--- Begin Records to use ---

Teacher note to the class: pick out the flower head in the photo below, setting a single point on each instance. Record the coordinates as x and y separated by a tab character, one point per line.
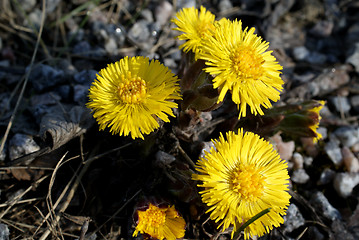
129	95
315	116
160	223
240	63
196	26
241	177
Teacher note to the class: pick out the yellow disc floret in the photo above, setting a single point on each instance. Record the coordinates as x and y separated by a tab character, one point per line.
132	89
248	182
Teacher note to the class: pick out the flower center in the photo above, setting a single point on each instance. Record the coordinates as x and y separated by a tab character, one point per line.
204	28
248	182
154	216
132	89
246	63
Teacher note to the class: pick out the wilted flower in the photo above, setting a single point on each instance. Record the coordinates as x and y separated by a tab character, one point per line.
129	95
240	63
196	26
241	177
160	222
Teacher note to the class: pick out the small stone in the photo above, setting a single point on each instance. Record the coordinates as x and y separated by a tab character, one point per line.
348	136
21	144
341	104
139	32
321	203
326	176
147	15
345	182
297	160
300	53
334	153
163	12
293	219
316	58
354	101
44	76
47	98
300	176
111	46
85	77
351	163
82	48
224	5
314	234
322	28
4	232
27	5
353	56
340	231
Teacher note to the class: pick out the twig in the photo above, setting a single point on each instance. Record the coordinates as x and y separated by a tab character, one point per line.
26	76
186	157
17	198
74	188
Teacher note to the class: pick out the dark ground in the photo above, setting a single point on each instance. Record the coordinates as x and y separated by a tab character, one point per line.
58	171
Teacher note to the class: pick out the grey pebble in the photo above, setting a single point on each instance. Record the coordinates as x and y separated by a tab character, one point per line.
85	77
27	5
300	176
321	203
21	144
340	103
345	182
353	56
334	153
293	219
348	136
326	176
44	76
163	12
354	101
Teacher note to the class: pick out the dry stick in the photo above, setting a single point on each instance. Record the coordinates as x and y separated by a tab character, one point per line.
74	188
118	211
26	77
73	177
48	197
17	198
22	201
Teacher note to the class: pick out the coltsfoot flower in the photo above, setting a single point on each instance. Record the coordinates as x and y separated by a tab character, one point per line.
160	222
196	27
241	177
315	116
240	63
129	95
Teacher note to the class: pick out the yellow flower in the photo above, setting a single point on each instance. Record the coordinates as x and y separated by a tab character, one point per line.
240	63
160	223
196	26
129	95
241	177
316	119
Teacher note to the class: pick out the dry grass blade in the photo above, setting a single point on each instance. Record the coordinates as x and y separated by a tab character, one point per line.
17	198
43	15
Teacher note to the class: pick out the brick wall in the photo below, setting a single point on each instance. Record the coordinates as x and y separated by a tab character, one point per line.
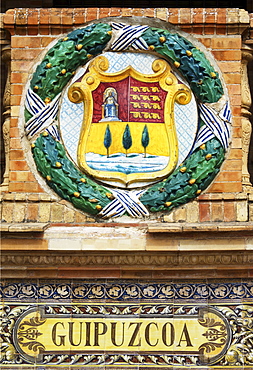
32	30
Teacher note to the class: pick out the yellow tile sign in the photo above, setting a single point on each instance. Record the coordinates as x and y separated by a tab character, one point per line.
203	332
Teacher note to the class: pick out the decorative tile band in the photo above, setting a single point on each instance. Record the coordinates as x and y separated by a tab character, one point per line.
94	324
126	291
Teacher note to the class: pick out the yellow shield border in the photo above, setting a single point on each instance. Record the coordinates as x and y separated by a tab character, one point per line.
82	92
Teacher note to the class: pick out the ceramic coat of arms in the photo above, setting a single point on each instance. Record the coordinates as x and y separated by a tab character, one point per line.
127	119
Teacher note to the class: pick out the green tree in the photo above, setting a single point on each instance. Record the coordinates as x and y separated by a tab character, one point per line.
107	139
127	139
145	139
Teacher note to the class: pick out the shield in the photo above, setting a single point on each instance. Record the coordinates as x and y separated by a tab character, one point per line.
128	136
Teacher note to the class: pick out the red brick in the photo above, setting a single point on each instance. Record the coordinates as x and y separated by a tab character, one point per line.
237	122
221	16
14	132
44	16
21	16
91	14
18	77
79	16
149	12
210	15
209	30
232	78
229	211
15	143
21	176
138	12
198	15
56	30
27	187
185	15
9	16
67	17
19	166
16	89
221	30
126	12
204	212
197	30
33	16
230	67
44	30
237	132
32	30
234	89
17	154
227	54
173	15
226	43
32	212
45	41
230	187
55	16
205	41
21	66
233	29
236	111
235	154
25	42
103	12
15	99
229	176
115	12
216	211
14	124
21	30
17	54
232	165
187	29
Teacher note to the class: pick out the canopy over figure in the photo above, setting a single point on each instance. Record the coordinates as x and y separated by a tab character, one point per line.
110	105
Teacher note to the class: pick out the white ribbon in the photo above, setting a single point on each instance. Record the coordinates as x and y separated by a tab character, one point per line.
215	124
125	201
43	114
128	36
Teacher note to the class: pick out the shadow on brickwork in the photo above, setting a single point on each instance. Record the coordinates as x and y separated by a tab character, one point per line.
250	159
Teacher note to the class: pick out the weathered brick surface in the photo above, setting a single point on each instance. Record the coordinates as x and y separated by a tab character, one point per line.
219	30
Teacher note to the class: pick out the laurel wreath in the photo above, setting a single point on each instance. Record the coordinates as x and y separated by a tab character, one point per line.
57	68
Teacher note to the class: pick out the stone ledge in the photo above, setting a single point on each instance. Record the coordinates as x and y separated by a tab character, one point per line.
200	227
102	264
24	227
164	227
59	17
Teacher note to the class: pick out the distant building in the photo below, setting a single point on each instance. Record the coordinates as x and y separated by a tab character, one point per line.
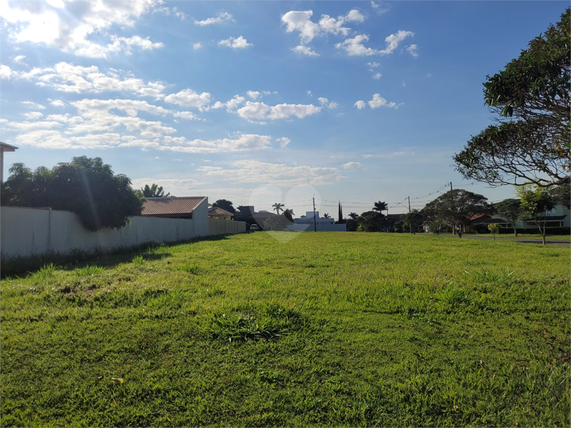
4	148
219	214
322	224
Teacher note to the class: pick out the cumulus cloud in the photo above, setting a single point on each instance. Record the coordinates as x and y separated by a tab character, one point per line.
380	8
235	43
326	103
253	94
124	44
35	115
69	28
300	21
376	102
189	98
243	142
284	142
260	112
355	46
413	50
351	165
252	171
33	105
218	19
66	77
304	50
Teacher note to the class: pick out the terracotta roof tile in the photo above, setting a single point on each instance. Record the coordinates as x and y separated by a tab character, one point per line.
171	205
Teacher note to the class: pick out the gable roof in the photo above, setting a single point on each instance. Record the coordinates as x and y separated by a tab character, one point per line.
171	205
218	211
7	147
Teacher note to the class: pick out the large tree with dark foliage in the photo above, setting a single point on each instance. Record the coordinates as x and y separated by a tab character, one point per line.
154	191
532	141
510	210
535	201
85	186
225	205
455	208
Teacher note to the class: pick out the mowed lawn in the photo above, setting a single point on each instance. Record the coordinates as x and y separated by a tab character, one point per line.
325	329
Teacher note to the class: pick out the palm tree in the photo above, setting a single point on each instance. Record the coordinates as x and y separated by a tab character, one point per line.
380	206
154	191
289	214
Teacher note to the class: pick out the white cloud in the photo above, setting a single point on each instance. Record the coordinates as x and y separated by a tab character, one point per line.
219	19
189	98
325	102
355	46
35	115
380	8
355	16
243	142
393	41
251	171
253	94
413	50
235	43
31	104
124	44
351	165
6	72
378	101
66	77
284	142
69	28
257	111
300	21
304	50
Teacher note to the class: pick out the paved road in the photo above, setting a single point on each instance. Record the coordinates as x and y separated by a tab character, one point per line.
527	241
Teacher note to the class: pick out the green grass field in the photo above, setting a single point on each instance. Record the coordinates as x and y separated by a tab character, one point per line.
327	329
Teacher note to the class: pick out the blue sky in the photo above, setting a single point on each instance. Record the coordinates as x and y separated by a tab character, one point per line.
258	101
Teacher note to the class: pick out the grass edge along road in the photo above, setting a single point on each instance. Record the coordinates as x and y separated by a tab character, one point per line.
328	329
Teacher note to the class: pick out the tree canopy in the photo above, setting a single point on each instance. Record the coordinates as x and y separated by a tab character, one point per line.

--- End Records to use ---
--- Begin Records to use ---

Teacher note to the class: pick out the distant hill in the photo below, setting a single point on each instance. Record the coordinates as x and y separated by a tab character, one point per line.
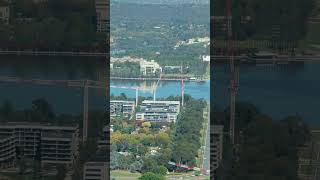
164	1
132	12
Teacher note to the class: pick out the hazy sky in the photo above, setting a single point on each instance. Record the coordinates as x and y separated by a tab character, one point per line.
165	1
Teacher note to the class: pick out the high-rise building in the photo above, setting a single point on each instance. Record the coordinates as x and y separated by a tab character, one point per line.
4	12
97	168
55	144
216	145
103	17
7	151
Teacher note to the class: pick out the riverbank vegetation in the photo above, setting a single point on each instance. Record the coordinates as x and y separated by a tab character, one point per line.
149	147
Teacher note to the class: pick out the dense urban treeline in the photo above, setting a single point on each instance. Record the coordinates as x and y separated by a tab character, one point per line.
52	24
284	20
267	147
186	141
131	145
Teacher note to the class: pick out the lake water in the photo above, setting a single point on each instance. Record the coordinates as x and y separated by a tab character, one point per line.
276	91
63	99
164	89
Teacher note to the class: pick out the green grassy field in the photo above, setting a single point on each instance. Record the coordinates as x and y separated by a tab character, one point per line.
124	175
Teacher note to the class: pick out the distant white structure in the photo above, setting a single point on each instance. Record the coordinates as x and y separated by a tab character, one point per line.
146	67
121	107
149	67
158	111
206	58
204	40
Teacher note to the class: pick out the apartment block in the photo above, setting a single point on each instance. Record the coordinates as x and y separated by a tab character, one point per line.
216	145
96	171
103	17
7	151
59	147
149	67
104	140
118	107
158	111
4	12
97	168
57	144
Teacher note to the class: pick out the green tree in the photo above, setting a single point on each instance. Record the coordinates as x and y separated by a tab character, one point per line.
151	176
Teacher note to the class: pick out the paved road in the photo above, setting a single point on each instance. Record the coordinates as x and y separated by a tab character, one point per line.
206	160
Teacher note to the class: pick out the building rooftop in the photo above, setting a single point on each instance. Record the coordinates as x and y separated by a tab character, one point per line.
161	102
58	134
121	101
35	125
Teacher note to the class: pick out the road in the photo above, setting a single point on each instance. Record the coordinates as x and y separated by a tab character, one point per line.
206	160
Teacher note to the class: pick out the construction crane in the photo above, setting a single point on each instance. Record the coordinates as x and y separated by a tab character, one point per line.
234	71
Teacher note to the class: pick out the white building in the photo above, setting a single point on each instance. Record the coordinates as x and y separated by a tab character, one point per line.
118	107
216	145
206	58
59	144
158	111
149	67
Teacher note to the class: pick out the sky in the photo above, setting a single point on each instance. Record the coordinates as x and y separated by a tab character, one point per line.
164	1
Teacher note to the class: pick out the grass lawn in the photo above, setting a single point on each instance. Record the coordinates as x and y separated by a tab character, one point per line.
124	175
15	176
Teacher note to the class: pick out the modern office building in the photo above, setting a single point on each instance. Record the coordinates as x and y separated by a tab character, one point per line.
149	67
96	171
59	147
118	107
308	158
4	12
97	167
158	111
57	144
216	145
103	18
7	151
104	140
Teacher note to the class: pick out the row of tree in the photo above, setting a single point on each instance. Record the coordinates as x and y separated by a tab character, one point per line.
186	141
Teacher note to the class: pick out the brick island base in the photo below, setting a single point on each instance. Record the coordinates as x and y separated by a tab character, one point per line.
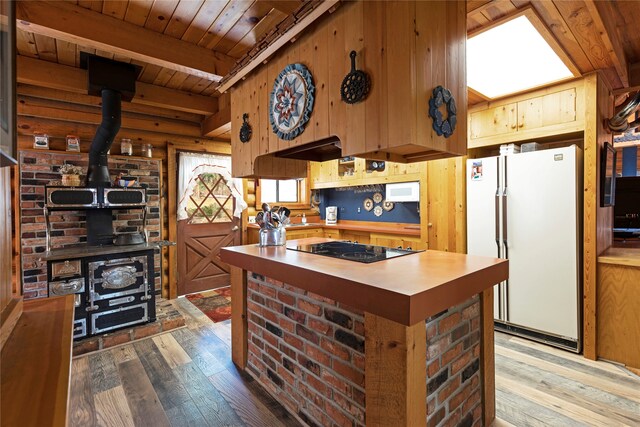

--- End Records to use ---
--- Begin Records to use ---

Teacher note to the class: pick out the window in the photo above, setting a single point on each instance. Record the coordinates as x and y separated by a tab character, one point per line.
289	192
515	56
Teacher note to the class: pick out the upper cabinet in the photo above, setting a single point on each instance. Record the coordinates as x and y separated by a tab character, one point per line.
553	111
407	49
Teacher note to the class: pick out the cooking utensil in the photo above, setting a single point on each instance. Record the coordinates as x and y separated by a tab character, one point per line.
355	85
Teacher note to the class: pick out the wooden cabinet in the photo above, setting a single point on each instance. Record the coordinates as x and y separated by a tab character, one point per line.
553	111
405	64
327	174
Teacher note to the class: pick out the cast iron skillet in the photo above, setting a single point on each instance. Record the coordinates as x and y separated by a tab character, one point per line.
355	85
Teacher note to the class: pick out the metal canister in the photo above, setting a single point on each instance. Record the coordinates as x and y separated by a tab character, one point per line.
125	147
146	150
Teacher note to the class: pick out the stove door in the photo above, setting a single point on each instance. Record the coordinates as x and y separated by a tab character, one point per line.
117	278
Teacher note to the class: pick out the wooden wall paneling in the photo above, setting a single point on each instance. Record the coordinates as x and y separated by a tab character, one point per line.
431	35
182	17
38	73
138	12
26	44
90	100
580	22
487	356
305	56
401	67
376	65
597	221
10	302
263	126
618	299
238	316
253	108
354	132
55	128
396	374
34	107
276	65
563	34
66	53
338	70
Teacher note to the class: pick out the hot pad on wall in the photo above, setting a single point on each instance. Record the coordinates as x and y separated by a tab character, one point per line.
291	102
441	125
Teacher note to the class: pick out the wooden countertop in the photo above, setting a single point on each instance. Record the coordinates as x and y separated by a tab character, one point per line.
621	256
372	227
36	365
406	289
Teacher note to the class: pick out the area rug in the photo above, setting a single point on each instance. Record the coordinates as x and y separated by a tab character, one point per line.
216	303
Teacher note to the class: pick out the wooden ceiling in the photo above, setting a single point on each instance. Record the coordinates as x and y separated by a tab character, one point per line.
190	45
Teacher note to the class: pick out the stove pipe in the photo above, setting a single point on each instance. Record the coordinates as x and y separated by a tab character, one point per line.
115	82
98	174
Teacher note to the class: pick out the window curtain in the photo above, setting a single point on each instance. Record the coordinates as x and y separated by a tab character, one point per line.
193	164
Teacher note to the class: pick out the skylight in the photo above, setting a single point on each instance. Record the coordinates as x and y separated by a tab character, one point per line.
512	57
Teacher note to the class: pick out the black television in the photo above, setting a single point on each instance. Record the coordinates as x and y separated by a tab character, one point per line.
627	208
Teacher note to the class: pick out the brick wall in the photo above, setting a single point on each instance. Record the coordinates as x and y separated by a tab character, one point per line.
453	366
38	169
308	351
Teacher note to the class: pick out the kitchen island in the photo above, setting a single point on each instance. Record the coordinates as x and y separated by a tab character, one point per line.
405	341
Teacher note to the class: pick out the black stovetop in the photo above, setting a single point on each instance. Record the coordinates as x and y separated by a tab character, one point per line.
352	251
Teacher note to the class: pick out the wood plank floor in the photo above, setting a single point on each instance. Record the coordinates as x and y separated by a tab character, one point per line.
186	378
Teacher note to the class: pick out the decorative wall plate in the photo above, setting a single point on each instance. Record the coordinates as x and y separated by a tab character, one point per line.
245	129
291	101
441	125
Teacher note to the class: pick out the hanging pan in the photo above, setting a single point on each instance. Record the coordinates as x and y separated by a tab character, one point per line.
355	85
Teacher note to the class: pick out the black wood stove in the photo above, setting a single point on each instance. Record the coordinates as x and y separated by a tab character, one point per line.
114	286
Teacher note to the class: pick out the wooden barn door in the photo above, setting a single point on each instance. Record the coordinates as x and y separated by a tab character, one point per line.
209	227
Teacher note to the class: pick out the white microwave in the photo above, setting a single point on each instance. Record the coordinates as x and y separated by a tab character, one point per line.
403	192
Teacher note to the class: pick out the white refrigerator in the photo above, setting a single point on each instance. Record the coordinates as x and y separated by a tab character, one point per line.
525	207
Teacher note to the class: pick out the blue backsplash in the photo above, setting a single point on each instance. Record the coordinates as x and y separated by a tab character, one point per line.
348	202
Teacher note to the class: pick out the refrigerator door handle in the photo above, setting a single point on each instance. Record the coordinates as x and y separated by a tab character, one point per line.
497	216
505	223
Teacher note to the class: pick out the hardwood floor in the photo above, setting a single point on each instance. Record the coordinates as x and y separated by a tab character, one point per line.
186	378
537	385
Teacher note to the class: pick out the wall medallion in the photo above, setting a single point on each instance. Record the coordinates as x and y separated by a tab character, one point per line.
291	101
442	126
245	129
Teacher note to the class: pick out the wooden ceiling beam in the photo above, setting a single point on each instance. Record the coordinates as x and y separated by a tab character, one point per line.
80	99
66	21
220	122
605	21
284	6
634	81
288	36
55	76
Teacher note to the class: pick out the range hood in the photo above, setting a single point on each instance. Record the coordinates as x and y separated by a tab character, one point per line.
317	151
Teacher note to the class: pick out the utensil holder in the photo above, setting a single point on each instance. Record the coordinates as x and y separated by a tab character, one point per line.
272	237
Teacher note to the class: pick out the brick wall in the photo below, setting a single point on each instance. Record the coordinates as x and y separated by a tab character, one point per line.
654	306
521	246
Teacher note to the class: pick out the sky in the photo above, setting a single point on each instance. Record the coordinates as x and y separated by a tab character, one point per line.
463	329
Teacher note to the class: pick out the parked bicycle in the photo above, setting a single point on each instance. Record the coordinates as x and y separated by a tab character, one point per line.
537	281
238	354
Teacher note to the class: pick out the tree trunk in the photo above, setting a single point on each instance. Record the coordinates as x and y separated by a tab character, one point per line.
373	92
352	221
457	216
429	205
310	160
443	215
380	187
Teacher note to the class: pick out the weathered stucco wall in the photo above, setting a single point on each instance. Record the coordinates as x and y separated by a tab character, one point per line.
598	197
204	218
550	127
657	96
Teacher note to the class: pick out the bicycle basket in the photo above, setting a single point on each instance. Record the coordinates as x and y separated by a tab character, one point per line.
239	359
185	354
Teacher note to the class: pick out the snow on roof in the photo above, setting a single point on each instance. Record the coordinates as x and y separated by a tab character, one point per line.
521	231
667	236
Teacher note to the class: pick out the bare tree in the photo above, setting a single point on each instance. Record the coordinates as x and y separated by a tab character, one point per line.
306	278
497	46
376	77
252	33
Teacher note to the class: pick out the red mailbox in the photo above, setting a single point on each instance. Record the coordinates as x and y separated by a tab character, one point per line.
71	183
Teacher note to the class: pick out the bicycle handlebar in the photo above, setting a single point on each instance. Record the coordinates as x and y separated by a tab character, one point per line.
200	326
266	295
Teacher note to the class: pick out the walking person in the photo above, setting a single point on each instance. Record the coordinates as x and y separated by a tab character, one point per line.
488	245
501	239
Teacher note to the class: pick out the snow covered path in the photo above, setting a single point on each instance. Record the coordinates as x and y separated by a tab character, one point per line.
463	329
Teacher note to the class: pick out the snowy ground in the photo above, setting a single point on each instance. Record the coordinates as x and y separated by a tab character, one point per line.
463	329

--- End Records to use ---

Please pull out every line of the records that contains the word "riverbank", copying each line in full.

**Result for this task:**
Teacher note to the class: pick out the riverbank vegetation in the photo above, setting a single point on each instance. Record the coordinates as x and y separated by a tab character, one point per line.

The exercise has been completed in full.